* **Documento di partenza**
+--
Il successo planetario del suo romanzo non poteva non attirare l’industria cinematografica e nel 1988, Philip Kaufman, in una produzione a stelle e strisce, lo traspone sul grande schermo. Ecco in sintesi la trama:

Praga. 1968. Grazie al suo fascino, Tomas (Daniel Day-Lewis), stimato neurochirurgo, seduce le infermiere più belle dell’ospedale. Seppure attratto da Sabina (Lena Olin), una sensuale pittrice, con la quale ha una travolgente relazione, s’innamora della dolce Tereza (Juliette Binoche), una modesta cameriera di paese, con la passione per la fotografia, e la sposa. Pur non essendo politicamente impegnato, Tomas pubblica un articolo “Re Edipo”, nel quale si interroga su come sia cambiato il concetto di etica nei secoli; un tempo, Edipo per i sensi di colpa, si cavò gli occhi, dopo aver scoperto di aver ucciso il padre e aver sposato la madre; attualmente, invece, oggi. politici e funzionari cecoslovacchi, complici della repressione messa in atto dal governo russo, a danno di centinaia di connazionali torturati, giustiziati e rinchiusi nelle carceri, rimuovono quanto sia successo allora. Nel bel mezzo di quella stagione, definita “la primavera di Praga”, durante la quale il popolo cecoslovacco si batte per la completa riabilitazione dei perseguitati e per la libertà di parola e di stampa, i russi reagiscono, invadendo la Cecoslovacchia. Tereza, che intanto si strugge per i continui tradimenti di Tomas, inizia a fotografare i connazionali uccisi e feriti e i carri armati russi che hanno invaso le strade di Praga. Per aver consegnato un rullino a dei turisti olandesi, è fermata dalla polizia. Lei e Tomas decidono allora di trasferirsi a Ginevra, dove si era rifugiata anche Sabina, che si lega a Franz (Derek De Lint), un docente universitario e attivista politico.  Tomas trova lavoro come medico e Tereza, stanca dei suoi tradimenti, ritorna a Praga. Tomas, senza più passaporto, la segue e, in ragione del suo vecchio articolo, non può riprendere a lavorare in ospedale finché non ritratta quanto scritto in passato. I due vanno a vivere in campagna, ospiti di un vecchio amico contadino, testimone delle loro nozze, dove finalmente ritrovano un pizzico di serenità. Una notte, dopo una festa, per un incidente d’auto, perdono la vita entrambi. Sabina apprenderà la notizia negli Stati Uniti dove vive da tempo da sola.
+--
Dati memorizzati
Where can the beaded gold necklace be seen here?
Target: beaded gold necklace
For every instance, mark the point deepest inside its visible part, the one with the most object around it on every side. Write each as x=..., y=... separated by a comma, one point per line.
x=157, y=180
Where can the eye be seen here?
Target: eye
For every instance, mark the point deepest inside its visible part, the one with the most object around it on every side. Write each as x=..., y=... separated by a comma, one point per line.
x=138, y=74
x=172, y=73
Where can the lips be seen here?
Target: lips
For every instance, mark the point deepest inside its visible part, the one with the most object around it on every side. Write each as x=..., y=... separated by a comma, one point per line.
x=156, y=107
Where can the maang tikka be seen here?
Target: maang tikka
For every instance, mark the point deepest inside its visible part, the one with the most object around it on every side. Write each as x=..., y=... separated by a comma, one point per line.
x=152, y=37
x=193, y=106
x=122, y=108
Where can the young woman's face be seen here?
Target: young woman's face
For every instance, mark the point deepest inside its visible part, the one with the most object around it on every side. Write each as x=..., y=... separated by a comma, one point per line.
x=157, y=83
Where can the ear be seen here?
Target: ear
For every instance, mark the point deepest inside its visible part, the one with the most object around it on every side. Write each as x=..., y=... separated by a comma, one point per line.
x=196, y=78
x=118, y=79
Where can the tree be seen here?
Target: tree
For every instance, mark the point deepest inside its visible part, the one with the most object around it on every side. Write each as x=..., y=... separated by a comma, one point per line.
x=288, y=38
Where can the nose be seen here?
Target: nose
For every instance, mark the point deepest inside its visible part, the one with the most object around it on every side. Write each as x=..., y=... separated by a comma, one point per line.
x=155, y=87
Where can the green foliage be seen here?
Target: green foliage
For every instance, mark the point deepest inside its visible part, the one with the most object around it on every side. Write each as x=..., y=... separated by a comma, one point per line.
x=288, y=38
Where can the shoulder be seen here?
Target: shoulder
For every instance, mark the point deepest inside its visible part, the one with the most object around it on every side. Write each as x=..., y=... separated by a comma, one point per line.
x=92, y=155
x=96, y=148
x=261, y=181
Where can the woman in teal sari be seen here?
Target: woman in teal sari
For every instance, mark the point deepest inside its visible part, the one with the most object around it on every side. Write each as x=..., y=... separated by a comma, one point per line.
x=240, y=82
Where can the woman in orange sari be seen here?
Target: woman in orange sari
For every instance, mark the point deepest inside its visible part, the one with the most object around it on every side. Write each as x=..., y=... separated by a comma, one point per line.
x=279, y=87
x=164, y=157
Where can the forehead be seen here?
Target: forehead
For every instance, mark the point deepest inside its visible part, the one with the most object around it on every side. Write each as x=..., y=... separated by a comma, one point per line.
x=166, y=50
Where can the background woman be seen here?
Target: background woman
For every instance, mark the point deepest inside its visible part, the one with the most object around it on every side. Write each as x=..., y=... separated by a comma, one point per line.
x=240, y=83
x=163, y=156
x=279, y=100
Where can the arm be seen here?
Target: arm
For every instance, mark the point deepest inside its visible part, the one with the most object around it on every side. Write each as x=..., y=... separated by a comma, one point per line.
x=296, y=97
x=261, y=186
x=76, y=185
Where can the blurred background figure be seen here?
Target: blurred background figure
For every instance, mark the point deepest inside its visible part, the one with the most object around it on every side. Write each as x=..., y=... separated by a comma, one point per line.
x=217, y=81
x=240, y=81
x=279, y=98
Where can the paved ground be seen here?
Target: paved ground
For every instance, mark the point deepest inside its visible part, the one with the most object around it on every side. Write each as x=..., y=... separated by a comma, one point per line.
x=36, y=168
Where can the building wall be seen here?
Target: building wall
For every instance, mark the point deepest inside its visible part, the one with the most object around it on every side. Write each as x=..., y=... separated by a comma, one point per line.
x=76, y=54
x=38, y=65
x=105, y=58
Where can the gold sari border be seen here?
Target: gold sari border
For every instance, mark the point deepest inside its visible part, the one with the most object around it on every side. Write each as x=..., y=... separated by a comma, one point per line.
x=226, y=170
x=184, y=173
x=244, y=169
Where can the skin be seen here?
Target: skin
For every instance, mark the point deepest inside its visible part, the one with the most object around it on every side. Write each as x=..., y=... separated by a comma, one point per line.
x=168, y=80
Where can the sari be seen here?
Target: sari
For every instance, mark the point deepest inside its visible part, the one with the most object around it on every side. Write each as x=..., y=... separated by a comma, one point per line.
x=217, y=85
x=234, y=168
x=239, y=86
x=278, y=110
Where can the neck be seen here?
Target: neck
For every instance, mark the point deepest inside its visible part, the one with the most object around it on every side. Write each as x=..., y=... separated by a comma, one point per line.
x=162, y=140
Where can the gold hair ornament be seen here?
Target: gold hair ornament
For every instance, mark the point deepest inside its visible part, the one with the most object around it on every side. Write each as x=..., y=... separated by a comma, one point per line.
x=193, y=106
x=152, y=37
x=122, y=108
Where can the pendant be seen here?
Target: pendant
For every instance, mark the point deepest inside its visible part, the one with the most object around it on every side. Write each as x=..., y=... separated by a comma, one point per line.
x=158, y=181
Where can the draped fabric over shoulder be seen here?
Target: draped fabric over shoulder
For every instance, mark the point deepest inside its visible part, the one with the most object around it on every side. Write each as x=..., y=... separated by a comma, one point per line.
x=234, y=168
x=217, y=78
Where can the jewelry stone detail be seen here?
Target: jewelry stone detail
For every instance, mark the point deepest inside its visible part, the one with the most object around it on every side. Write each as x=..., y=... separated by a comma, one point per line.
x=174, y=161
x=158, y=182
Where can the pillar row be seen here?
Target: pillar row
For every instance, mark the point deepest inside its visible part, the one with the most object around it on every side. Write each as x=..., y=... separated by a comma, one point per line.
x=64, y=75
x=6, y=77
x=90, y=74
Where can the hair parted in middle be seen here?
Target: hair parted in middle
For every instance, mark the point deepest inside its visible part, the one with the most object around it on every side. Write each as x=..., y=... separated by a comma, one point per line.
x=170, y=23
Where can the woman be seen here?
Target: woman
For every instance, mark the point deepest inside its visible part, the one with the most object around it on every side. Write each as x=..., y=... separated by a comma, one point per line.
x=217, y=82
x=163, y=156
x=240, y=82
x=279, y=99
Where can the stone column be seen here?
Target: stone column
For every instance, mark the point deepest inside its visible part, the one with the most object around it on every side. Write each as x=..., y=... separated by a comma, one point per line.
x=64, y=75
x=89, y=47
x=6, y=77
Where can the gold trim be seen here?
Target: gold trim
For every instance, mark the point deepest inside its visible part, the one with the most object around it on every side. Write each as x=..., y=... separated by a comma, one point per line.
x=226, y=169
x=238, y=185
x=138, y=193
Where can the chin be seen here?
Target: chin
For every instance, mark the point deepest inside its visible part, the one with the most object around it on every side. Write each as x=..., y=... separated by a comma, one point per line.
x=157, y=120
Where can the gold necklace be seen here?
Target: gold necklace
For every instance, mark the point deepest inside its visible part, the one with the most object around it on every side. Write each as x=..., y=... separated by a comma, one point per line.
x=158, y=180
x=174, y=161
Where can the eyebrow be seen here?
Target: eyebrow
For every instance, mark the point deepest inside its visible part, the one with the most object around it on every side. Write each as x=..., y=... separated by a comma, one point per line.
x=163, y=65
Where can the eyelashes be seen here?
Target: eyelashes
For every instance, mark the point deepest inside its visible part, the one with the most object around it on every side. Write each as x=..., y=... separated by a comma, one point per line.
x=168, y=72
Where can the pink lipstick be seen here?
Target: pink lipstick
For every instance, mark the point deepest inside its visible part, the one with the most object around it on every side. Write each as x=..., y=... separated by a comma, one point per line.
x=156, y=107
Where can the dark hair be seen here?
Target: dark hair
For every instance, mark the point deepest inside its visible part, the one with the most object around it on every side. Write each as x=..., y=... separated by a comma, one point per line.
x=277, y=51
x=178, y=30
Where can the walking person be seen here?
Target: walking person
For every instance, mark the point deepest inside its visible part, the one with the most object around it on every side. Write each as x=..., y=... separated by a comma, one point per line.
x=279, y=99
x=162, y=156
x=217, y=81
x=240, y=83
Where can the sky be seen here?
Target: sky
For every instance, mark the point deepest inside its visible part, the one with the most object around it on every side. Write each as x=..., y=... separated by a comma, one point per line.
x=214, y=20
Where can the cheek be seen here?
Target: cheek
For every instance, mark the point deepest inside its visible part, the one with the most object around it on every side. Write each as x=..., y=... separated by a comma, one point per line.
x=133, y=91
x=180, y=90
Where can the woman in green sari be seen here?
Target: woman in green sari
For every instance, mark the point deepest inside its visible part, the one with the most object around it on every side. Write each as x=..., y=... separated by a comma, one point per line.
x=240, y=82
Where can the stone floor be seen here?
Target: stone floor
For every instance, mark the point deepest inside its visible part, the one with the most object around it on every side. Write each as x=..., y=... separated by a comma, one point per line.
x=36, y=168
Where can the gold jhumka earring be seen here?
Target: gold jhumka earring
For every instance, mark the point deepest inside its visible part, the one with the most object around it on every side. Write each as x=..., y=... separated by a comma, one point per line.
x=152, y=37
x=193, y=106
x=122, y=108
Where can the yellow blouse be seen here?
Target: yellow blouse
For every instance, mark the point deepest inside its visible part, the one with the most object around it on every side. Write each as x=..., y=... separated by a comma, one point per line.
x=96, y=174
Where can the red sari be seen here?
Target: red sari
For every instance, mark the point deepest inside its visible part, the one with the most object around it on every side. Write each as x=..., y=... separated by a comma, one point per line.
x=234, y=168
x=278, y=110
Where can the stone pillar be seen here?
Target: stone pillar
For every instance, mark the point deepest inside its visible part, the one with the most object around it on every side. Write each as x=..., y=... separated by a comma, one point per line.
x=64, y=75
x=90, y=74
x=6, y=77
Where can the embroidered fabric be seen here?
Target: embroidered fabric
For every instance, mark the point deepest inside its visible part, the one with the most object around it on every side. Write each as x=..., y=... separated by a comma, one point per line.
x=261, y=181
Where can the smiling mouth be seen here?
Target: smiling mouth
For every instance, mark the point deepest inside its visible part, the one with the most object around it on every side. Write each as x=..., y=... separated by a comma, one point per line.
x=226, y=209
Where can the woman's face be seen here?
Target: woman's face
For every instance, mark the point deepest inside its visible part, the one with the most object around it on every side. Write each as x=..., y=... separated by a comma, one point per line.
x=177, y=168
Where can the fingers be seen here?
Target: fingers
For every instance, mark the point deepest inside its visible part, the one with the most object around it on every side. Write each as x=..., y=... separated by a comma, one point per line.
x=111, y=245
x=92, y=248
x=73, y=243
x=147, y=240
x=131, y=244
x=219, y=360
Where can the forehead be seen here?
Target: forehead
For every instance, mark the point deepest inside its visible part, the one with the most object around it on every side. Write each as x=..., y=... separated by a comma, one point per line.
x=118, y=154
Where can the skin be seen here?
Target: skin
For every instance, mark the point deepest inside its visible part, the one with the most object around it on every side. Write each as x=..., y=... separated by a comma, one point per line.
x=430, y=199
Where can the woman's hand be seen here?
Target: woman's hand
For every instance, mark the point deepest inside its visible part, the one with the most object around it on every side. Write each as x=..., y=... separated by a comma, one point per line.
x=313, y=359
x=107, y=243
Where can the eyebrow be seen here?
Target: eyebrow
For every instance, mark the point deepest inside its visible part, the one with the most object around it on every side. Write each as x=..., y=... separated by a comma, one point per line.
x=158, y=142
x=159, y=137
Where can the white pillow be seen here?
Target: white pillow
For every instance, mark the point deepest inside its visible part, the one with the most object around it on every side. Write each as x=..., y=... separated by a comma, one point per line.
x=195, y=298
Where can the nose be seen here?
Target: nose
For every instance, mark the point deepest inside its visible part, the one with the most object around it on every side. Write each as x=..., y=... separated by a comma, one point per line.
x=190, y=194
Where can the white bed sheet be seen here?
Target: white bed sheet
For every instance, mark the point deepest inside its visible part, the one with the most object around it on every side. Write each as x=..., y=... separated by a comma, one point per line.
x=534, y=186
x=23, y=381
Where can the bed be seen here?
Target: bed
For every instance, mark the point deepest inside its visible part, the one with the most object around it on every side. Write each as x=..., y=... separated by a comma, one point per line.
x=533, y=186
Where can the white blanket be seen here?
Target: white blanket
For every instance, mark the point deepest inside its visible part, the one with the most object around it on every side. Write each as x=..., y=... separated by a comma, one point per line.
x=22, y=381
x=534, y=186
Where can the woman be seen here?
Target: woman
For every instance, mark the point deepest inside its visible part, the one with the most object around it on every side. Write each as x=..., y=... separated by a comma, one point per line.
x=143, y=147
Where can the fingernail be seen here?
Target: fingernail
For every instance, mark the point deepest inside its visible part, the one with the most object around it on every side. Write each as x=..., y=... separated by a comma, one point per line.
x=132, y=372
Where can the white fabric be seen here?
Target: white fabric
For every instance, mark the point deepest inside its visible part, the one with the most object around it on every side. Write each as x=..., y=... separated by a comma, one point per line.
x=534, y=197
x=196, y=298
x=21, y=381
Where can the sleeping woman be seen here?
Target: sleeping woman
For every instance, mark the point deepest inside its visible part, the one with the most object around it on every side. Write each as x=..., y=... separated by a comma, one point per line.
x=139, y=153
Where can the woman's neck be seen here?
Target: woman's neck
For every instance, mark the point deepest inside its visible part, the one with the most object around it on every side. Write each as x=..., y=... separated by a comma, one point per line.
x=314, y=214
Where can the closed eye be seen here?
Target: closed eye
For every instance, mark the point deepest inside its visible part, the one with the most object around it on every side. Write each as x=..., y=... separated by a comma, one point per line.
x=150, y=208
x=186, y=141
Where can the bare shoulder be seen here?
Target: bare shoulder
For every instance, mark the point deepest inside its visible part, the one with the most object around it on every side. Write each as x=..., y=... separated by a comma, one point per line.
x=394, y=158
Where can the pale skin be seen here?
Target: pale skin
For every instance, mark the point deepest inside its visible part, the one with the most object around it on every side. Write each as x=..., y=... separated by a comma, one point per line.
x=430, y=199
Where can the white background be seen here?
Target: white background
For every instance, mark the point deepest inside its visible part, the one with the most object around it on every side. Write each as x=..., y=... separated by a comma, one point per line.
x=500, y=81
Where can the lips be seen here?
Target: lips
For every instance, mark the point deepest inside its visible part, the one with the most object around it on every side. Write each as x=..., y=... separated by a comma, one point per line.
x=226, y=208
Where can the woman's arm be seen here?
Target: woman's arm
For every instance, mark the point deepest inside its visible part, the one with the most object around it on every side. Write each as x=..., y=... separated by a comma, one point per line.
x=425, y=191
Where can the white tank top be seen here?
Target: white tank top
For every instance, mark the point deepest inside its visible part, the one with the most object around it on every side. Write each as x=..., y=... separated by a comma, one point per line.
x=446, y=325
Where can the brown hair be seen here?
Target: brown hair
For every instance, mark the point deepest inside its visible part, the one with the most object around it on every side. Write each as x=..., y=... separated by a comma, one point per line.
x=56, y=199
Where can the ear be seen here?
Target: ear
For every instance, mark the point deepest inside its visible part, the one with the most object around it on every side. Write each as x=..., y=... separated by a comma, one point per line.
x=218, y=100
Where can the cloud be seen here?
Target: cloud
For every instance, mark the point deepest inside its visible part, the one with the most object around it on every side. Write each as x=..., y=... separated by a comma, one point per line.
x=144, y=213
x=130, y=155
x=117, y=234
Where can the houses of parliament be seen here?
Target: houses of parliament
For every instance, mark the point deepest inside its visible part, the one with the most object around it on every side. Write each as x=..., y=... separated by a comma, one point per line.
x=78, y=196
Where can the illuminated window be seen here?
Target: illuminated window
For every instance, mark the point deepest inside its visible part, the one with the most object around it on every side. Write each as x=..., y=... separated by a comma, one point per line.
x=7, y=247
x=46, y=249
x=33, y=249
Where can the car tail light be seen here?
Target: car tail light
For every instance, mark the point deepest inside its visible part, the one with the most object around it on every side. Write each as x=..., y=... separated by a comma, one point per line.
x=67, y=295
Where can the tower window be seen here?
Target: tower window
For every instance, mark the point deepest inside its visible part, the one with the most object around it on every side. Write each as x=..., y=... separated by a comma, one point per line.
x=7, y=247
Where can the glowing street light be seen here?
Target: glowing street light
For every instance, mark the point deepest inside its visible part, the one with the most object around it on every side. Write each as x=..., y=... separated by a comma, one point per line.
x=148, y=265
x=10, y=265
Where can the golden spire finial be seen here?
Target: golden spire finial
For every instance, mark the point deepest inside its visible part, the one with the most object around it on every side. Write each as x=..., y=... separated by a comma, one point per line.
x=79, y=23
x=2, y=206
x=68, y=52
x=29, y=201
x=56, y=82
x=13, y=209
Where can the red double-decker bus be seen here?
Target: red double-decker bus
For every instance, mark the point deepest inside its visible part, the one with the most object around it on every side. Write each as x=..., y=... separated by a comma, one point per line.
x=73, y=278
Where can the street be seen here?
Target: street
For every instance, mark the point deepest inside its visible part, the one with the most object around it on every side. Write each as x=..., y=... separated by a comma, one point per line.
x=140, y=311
+--
* **Obiettivo dell'esercizio**
Riporta per intero e senza alcuna modifica il testo sulla trasposizione cinematografica del romanzo.

* **Risposta**
Il successo planetario del suo romanzo non poteva non attirare l’industria cinematografica e nel 1988, Philip Kaufman, in una produzione a stelle e strisce, lo traspone sul grande schermo. Ecco in sintesi la trama:

Praga. 1968. Grazie al suo fascino, Tomas (Daniel Day-Lewis), stimato neurochirurgo, seduce le infermiere più belle dell’ospedale. Seppure attratto da Sabina (Lena Olin), una sensuale pittrice, con la quale ha una travolgente relazione, s’innamora della dolce Tereza (Juliette Binoche), una modesta cameriera di paese, con la passione per la fotografia, e la sposa. Pur non essendo politicamente impegnato, Tomas pubblica un articolo “Re Edipo”, nel quale si interroga su come sia cambiato il concetto di etica nei secoli; un tempo, Edipo per i sensi di colpa, si cavò gli occhi, dopo aver scoperto di aver ucciso il padre e aver sposato la madre; attualmente, invece, oggi. politici e funzionari cecoslovacchi, complici della repressione messa in atto dal governo russo, a danno di centinaia di connazionali torturati, giustiziati e rinchiusi nelle carceri, rimuovono quanto sia successo allora. Nel bel mezzo di quella stagione, definita “la primavera di Praga”, durante la quale il popolo cecoslovacco si batte per la completa riabilitazione dei perseguitati e per la libertà di parola e di stampa, i russi reagiscono, invadendo la Cecoslovacchia. Tereza, che intanto si strugge per i continui tradimenti di Tomas, inizia a fotografare i connazionali uccisi e feriti e i carri armati russi che hanno invaso le strade di Praga. Per aver consegnato un rullino a dei turisti olandesi, è fermata dalla polizia. Lei e Tomas decidono allora di trasferirsi a Ginevra, dove si era rifugiata anche Sabina, che si lega a Franz (Derek De Lint), un docente universitario e attivista politico.  Tomas trova lavoro come medico e Tereza, stanca dei suoi tradimenti, ritorna a Praga. Tomas, senza più passaporto, la segue e, in ragione del suo vecchio articolo, non può riprendere a lavorare in ospedale finché non ritratta quanto scritto in passato. I due vanno a vivere in campagna, ospiti di un vecchio amico contadino, testimone delle loro nozze, dove finalmente ritrovano un pizzico di serenità. Una notte, dopo una festa, per un incidente d’auto, perdono la vita entrambi. Sabina apprenderà la notizia negli Stati Uniti dove vive da tempo da sola.